◆ WHAT THE TASK REQUIRES
Repeat each line of the material exactly.

◆ RECORD EXTRACTS
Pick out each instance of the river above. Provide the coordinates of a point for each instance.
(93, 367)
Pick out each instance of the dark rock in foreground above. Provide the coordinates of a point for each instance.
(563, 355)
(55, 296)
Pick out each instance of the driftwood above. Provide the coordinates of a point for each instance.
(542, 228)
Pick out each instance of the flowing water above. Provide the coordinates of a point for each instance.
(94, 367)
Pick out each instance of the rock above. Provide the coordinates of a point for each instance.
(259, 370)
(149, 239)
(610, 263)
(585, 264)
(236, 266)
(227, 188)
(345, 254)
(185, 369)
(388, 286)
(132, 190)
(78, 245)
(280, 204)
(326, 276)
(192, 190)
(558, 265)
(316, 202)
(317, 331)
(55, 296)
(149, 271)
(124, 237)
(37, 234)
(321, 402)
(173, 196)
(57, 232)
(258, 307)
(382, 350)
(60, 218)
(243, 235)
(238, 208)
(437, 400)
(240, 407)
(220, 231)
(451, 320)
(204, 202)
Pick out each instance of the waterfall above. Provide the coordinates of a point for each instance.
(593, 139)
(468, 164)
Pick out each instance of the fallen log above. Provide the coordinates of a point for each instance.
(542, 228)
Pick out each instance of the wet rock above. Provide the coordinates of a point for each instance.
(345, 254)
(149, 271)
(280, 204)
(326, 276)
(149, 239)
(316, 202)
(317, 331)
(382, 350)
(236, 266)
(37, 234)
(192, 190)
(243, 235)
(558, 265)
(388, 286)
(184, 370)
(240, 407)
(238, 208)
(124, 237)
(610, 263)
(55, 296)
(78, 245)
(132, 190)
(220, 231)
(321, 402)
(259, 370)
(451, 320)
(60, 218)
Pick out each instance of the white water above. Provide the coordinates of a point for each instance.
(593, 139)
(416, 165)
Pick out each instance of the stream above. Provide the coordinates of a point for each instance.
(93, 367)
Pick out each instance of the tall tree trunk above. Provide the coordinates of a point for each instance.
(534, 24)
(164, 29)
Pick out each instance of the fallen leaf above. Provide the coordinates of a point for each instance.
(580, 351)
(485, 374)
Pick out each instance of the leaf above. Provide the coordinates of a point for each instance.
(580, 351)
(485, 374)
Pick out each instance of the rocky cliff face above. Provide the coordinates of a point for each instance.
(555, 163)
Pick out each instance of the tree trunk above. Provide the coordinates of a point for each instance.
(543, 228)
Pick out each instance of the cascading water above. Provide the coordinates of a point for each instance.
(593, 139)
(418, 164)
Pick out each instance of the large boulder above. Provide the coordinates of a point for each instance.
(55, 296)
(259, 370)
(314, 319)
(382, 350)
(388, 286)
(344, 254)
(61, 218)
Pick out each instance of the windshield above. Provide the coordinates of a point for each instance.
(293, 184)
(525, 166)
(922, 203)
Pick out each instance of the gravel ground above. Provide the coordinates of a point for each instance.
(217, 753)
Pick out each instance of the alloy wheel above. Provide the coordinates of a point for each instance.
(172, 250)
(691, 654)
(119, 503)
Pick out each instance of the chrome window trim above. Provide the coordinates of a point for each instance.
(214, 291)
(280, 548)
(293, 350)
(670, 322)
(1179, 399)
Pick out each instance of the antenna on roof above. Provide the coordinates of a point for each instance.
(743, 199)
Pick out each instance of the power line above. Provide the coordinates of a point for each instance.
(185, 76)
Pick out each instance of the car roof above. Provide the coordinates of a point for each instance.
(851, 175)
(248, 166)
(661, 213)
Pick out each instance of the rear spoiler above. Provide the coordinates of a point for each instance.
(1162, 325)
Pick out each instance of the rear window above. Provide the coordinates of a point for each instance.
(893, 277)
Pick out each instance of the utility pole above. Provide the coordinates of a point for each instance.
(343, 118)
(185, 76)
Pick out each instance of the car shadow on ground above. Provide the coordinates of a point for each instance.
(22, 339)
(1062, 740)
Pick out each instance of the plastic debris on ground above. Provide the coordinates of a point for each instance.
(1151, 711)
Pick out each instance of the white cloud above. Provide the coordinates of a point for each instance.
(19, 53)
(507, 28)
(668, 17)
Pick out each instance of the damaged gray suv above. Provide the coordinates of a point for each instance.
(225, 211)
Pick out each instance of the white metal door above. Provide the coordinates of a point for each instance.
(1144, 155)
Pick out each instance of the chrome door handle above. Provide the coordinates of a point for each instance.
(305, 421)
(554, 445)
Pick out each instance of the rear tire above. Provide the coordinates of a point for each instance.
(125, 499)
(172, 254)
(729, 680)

◆ SOLUTION FOR THIS PROBLEM
Pick out each instance of the river above. Provide the coordinates of a point for each instance.
(93, 367)
Pick out each instance of the dark rock in foreground above. Provide the coordinates of a point for each instance.
(563, 355)
(55, 296)
Pick out each instance of the driftwood above. Provide the coordinates of a point for each instance.
(542, 228)
Pick out each instance of the flowing water above. Provide the coordinates of a point for each instance.
(94, 367)
Pick out each instance of the rock above. Provide the coordinates of a point for each instance.
(259, 370)
(149, 239)
(610, 263)
(585, 264)
(236, 266)
(227, 188)
(345, 254)
(185, 369)
(388, 286)
(132, 190)
(78, 245)
(280, 204)
(326, 276)
(192, 190)
(558, 265)
(316, 202)
(317, 331)
(55, 296)
(149, 271)
(124, 237)
(37, 234)
(321, 402)
(173, 196)
(57, 232)
(258, 307)
(382, 350)
(60, 218)
(243, 235)
(238, 208)
(437, 400)
(240, 407)
(220, 231)
(451, 320)
(204, 202)
Pick out each instance of the waterfall above. Provide the coordinates of a point for each instance.
(593, 139)
(468, 164)
Pick out each instance of the fallen log above. Provide the coordinates of a point for each instance.
(542, 228)
Pick out each instance of the wet rock above. Provide the coordinates of a point for each instance.
(345, 254)
(149, 271)
(280, 204)
(326, 276)
(149, 239)
(316, 202)
(317, 331)
(382, 350)
(236, 266)
(37, 234)
(192, 190)
(243, 235)
(558, 265)
(388, 286)
(184, 370)
(240, 407)
(238, 208)
(124, 237)
(610, 263)
(55, 296)
(78, 245)
(132, 190)
(220, 231)
(321, 402)
(259, 370)
(451, 320)
(60, 218)
Pick out each instance of the white water above. Provide the coordinates of a point for each instance.
(593, 139)
(416, 165)
Pick out each instance of the stream above. Provide the coordinates of a point for each instance.
(93, 367)
Pick out each instance of the tall tree trunk above. Provide the coordinates of a point for each instance.
(534, 24)
(164, 29)
Pick out each instance of the fallen leaf above. Provide the coordinates of a point for each instance.
(580, 351)
(485, 374)
Pick out each instance of the leaf above. Provide the coordinates of a point for each instance.
(580, 351)
(485, 374)
Pick out each instance of the rocky cliff face above. Provide the coordinates of a point for each instance.
(555, 163)
Pick out each instance of the tree trunk above. Provide the coordinates of a point for each instance.
(543, 228)
Pick out each instance of the cascading water above. Provide the coordinates of a point for each instance.
(593, 139)
(418, 164)
Pick out each instance of the large boulder above. Provide the coordinates of a point for each instance.
(55, 296)
(259, 370)
(314, 319)
(382, 350)
(388, 286)
(344, 254)
(61, 218)
Pick out each instance of the windshield above. Provide the coordinates of a point for each instance.
(293, 184)
(525, 166)
(922, 203)
Pick out each instance of the gravel ground above. Provide the coordinates of a point for each instance.
(217, 753)
Pick out each instance of the alloy wheel above. Provide the coordinates of a point for each instance.
(172, 250)
(691, 654)
(119, 503)
Pick out each instance of the chrome window trim above. Provide the coordinates of a point for each instance.
(214, 291)
(280, 548)
(293, 350)
(670, 322)
(1179, 399)
Pick out each instance of the antenna on roof above. Provide the coordinates of a point for each instance.
(743, 199)
Pick out each instance of the power line above. Provide the coordinates of a point for each instance.
(185, 76)
Pick out each instance of the car roof above. Provide the coordinates of a point for each instance.
(851, 175)
(248, 166)
(661, 213)
Pick out each instance of the rear spoiler above. Provide the coordinates of a point for each instance.
(1162, 325)
Pick out each instance of the rear window above. Provide the coordinates of a point for each instance.
(893, 277)
Pick out each instance of the utility pole above. Provide the coordinates of a point for each instance.
(343, 118)
(185, 76)
Pick out each instance of the car shadow on ground above. Provide the coordinates of a point for each instance.
(22, 339)
(1062, 740)
Pick out each instance of the plastic debris on ground above. Provide the coordinates of a point for each instance.
(1151, 711)
Pick out each instance of the white cloud above. Provide the coordinates of a point for each instance.
(19, 53)
(507, 28)
(668, 17)
Pick out each instance of the damaged gray suv above. Provide the coordinates of a point for each instance.
(225, 211)
Pick out each instance of the white metal door above. Provide the coordinates of a point for each instance.
(1144, 155)
Pick out each instance of the chrome door handle above. Provide the coordinates of a point for each instance.
(305, 421)
(554, 445)
Pick out each instance of the rear tire above. Provide the coordinates of a point for each instance.
(125, 499)
(172, 254)
(729, 680)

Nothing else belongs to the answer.